* **Directions**: Reproduce the listing from the line with "Could you mark the region of every instance of the green" up to and including the line with "Now the green", swapping each "green grass" for "lawn" and keeping everything else unchanged. Give only those lines.

* **Records to process**:
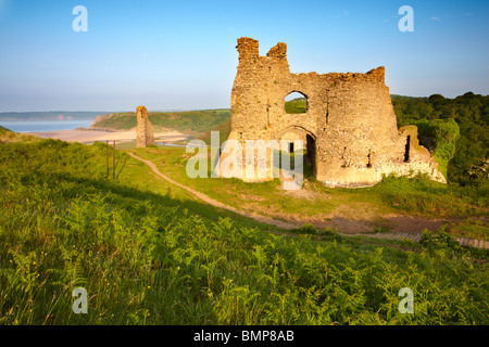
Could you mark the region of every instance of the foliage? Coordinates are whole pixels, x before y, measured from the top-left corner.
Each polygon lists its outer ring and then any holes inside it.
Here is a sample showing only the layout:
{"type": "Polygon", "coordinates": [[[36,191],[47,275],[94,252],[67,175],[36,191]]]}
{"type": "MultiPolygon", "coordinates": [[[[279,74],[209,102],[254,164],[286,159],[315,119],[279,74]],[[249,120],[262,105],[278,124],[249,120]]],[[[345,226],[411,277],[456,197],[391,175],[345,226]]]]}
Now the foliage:
{"type": "Polygon", "coordinates": [[[421,120],[416,123],[421,144],[428,147],[435,160],[440,164],[441,174],[447,177],[448,163],[455,155],[460,138],[459,125],[450,119],[421,120]]]}
{"type": "MultiPolygon", "coordinates": [[[[455,134],[450,119],[460,128],[460,139],[456,141],[455,154],[449,159],[448,179],[463,185],[487,184],[487,177],[474,177],[471,172],[474,166],[489,158],[489,95],[478,95],[467,92],[454,99],[434,94],[429,98],[400,98],[392,95],[392,105],[400,127],[416,125],[423,121],[444,119],[451,128],[449,133],[455,134]]],[[[453,137],[443,149],[442,160],[447,160],[453,146],[453,137]]],[[[426,142],[425,142],[426,144],[426,142]]]]}
{"type": "Polygon", "coordinates": [[[487,266],[469,258],[211,221],[105,180],[101,144],[0,146],[2,324],[488,323],[487,266]],[[80,286],[88,314],[72,311],[80,286]]]}

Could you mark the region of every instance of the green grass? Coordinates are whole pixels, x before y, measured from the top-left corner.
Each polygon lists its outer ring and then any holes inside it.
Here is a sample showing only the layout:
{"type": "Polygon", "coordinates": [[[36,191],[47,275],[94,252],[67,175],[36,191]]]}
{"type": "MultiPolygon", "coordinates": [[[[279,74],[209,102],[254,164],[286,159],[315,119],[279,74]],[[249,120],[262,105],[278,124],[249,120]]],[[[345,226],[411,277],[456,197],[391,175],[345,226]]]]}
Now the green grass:
{"type": "MultiPolygon", "coordinates": [[[[185,149],[137,150],[159,169],[183,184],[192,187],[225,204],[267,213],[271,216],[323,216],[340,206],[359,208],[359,214],[409,214],[427,218],[484,217],[488,213],[487,189],[461,188],[432,182],[423,178],[388,177],[372,188],[330,189],[315,180],[304,166],[304,187],[310,198],[286,194],[278,179],[265,183],[247,183],[238,179],[190,179],[186,174],[187,159],[193,154],[185,149]]],[[[487,230],[485,237],[488,236],[487,230]]]]}
{"type": "MultiPolygon", "coordinates": [[[[1,324],[489,322],[487,253],[331,231],[315,241],[308,227],[272,234],[196,202],[123,152],[108,180],[104,151],[0,144],[1,324]],[[87,314],[72,311],[75,287],[87,290],[87,314]],[[398,311],[401,287],[414,291],[414,314],[398,311]]],[[[171,151],[137,153],[162,166],[181,154],[171,151]]]]}

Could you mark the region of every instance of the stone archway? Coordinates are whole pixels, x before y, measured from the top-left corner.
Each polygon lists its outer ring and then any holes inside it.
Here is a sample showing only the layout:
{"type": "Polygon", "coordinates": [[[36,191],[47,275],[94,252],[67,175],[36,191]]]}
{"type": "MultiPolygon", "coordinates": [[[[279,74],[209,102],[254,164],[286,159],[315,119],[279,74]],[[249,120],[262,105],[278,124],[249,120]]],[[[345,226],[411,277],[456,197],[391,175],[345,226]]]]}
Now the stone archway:
{"type": "Polygon", "coordinates": [[[312,175],[315,177],[317,160],[316,136],[312,131],[309,131],[301,126],[288,127],[286,129],[283,129],[279,133],[280,137],[278,138],[278,140],[280,142],[280,150],[288,153],[297,153],[297,151],[300,150],[305,151],[302,152],[304,164],[311,168],[312,175]],[[297,142],[293,146],[291,146],[291,144],[294,143],[296,140],[302,141],[301,146],[298,146],[297,142]],[[291,147],[293,149],[293,151],[290,151],[291,147]]]}

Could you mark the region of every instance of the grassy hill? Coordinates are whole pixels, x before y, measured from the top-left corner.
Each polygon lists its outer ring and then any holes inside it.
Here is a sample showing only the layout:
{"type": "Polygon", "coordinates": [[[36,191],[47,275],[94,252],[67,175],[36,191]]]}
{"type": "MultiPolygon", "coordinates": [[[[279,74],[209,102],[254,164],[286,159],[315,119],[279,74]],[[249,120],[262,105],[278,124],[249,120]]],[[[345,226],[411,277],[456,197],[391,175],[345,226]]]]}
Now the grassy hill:
{"type": "MultiPolygon", "coordinates": [[[[185,170],[183,149],[136,153],[174,179],[185,170]]],[[[487,252],[271,228],[116,154],[117,179],[108,180],[104,144],[0,144],[0,324],[488,323],[487,252]],[[72,311],[76,287],[88,293],[87,314],[72,311]],[[414,314],[398,310],[401,287],[414,292],[414,314]]],[[[385,194],[404,206],[397,197],[416,190],[400,182],[385,194]]],[[[452,192],[436,188],[418,194],[449,206],[452,192]]]]}

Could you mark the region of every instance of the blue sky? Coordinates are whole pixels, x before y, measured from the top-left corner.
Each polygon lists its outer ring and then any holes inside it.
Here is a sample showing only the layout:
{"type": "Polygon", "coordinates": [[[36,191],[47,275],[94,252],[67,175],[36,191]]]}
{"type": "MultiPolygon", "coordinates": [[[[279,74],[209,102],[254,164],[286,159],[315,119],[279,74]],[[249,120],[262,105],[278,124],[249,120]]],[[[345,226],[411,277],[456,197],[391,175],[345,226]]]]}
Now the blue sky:
{"type": "Polygon", "coordinates": [[[0,112],[229,107],[242,36],[286,42],[292,73],[386,66],[391,93],[488,94],[488,20],[487,0],[0,0],[0,112]]]}

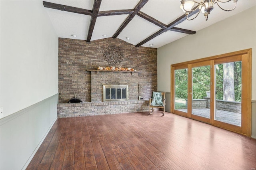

* **Output for this task**:
Could you mark the region of every instance of the lawn? Coordinates are whole pixels, x before y, measured from the top-left corner.
Each polygon lists its outer ring and then any holes inside it.
Here is a sample showing only the layout:
{"type": "Polygon", "coordinates": [[[36,191],[47,275],[94,252],[67,175],[36,191]]]}
{"type": "MultiPolygon", "coordinates": [[[[279,74],[209,102],[254,164],[286,159],[315,119],[279,74]],[[249,120],[262,105],[278,124],[249,120]]],[[[345,226],[411,277],[456,197],[391,175],[345,226]]]]}
Now the lawn:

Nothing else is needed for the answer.